Tasks and exercises —
[1] Please list every programming language that the OCaml reply names.
[2] Carry the OCaml reply forward past its last sentence.

Well, actually, I also use Modula 3, that's a copletely different kind
of language. And I have some code in C/C++ as well. My code in those
languages is hardly functional at all.

> I may be very much wrong, so I cowardly apologise in advance, but I
> happened to subscribe to certain Haskell related NGs just in time to
> witness, kind of, interesting exchange there. In short, some
> incompatibilities were introduced into ghc (AFAIR) and this rendered some
> (a lot?) of working code uncompilable.

OCaml is not Haskell. Not remotely. Ocaml is *not* a vehicle for
research into lazy evaluation of purely functinoal code.

> I did not follow it to the very
> end, because at one point I simply lost interest. The tone I remember was
> "what, they can't update their code to agree with new compiler - too bad,
> let's drop the ballast and move on". My conclusion was, Haskell was still
> in the making. So if I decided to use it, I should be prepared to rewrite
> my code from time to time. And this is exactly the thing I hate - I hate
> rewriting the code, be it from one language to another "cooler" language
> or from dialect to dialect or from one program fragment to another. I
> really appreciate attitude of gcc compiler, which, at least in theory,
> allows me to compile very old code without a problem [1].

Except gcc does try to keep up with the C standard, which does get
revised now and then.

>
> I'm not sure if Ocaml is more like gcc or more like ghc, but I decided to
> learn it rather than H*.

It's an applicative language with some imperative features. I'm not a
masochist; I use the imperative features when appropriate. If you want
to look at something I wrote last year, I entered the liberated pixel
cup challenge (http://lpc.opengameart.org/) last year with an attempt
at a video game. I spent the month I had (re)learning OpenGL, learning
Ocaml, and putting together something that actually ran, and can keep
me amused for maybe five or ten minutes. I didn't win the liberated
pixel cup, nor did I expect to. My code is available at
http://topoi.pooq.com/hendrik/dv/free/fun/wander/index.html
Have fun. You'll need some obscure development libraries to run it.

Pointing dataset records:

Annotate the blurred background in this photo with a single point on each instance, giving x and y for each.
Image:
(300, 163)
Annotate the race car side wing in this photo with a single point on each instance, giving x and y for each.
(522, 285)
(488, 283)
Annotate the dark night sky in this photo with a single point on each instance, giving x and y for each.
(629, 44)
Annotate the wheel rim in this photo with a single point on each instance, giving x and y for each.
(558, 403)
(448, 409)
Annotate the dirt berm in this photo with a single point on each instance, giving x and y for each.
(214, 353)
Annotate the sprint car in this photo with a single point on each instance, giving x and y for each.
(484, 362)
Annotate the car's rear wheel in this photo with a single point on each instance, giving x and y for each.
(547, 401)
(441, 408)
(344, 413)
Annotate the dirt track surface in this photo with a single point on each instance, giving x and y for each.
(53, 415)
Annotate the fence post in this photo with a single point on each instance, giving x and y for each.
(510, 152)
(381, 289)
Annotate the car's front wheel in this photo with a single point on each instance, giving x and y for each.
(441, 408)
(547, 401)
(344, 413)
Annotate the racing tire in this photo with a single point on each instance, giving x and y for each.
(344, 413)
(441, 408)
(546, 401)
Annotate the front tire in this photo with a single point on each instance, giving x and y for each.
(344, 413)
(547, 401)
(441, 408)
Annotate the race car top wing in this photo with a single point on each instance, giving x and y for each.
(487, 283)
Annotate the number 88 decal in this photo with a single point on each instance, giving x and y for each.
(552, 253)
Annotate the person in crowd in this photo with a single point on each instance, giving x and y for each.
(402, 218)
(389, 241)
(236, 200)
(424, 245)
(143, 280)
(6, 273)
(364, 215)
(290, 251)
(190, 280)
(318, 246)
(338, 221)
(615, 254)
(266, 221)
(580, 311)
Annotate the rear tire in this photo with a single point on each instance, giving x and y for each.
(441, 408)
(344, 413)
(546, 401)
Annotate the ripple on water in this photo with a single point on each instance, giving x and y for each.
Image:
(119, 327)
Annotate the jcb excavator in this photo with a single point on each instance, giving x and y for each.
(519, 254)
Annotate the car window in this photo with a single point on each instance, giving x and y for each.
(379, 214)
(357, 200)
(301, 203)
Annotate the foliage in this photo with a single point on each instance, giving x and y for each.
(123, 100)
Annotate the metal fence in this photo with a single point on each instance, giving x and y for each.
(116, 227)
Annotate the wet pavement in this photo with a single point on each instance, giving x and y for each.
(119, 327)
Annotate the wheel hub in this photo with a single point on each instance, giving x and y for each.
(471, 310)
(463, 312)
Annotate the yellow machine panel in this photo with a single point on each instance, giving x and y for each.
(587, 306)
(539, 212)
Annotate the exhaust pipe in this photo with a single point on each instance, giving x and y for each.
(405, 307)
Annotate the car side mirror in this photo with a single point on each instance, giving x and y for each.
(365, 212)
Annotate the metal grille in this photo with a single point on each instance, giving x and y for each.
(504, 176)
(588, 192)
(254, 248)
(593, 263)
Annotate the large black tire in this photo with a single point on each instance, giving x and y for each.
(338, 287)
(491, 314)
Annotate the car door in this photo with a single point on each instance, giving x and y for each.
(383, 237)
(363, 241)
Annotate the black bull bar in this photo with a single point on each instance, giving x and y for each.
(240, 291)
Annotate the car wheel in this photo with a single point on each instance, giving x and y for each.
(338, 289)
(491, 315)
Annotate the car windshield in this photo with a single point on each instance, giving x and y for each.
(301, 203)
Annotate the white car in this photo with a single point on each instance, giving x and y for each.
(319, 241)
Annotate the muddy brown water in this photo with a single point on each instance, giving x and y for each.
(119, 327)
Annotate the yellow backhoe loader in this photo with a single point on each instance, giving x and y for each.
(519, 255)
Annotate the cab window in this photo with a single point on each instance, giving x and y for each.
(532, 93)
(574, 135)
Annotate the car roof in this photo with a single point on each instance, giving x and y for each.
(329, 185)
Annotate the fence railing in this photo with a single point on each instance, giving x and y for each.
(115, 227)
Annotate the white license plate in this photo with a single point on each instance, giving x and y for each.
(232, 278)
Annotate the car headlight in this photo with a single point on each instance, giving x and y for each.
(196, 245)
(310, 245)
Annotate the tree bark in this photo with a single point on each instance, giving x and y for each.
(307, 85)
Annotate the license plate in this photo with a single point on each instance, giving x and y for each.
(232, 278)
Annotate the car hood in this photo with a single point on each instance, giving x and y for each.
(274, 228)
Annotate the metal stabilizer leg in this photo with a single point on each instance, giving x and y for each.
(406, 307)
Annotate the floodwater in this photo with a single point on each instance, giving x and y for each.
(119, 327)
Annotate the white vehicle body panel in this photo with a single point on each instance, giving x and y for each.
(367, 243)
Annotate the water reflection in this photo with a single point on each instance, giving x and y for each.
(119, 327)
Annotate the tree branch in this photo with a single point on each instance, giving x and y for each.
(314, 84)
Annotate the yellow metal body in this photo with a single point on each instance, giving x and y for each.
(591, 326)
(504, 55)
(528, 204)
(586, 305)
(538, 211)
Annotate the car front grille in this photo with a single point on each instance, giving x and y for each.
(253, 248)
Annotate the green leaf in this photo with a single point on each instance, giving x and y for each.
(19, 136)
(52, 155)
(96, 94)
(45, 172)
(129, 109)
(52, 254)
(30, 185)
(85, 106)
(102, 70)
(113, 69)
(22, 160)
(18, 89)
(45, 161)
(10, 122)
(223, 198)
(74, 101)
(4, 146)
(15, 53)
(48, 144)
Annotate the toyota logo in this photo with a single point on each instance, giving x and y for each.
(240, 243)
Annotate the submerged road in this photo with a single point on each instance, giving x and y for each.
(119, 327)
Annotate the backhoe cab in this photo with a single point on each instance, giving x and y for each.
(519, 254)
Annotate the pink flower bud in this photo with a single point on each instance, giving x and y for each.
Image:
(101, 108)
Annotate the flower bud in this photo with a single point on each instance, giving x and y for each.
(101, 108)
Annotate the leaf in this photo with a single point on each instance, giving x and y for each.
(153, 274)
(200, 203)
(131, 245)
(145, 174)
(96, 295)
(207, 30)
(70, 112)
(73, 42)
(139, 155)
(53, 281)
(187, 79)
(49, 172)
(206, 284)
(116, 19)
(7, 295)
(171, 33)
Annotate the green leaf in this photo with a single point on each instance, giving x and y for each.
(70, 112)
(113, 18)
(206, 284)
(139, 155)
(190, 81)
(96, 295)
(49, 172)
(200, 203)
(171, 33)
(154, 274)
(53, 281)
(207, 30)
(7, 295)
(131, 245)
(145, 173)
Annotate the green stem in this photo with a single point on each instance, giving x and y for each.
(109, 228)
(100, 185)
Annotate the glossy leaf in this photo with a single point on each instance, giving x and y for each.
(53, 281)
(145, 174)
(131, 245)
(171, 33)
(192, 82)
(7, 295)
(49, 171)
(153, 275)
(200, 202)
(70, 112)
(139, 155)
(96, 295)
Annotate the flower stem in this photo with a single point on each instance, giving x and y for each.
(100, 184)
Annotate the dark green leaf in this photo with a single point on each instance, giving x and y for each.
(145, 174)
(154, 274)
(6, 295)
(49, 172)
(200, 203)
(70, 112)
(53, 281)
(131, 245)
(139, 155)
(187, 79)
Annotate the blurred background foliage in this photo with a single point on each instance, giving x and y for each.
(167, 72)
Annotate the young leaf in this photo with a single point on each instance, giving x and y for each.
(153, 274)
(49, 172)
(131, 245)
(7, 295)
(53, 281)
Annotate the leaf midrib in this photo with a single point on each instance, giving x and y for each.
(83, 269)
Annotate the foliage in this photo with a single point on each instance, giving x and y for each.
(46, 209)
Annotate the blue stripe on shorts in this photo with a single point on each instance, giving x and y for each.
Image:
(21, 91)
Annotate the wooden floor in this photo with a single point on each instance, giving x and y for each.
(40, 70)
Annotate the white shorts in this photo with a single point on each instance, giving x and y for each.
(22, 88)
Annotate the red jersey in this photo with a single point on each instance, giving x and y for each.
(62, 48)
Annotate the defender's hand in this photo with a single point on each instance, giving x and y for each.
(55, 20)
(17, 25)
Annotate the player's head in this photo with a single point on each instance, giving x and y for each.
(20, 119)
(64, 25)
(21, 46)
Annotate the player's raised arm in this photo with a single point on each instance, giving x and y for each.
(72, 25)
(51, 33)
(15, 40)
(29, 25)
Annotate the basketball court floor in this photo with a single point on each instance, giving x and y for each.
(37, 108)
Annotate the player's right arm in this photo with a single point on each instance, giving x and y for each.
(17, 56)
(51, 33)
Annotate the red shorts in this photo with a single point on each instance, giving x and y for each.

Answers by task —
[1] Modula 3, C, C++, Haskell, OCaml

[2]
>
> As of Racket vs CL, I think they are very comparable, with CL's one leg
> stuck in prehistory (the filesystem concept scared the bejesus out of me,
> almost) and Racket being modern and a bit alien to me, who licked (shyly)
> Dybvig's book in times of R4RS... But, the docs are great, so I can
> actually fire up drracket, google for some pointers in the docs and write
> code in, say, quarter hour or a few. Batteries included, thanks a lot for
> them :-). So for a beginner, Racket is a very good choice. Ability to use
> some Scheme introductory material, complete with real R5RS mode (it is
> fully compatible, isn't it :-) ), is great bonus, because it allows for
> more choices - I am trying to tutor my sister (already graduated, so
> English and logic is not a problem), and the choice of first intro book to
> programming is crucial. SICP have just been toppled down, now I am on the
> look again :-).
>
> (OTOH, I'm not sure if I'd want to write compiler in Racket. Maybe. For a
> while, I want to use both CL and R* and see what happens.)

Scheme is a lot better than many languages for writing a compiler,
actually. I'd certainly prefer it to C or C++. Recently I've noticed
compilers being written in OCaml, which seems well-suited to it.

> > By the way, I don't do exclusively pure functional programming. Most
> > of my code is functional, but I use imperative mechanisms when
> > apppropriate. I consider that building real systems as pure
> > functional code is extremism bordering on masochism.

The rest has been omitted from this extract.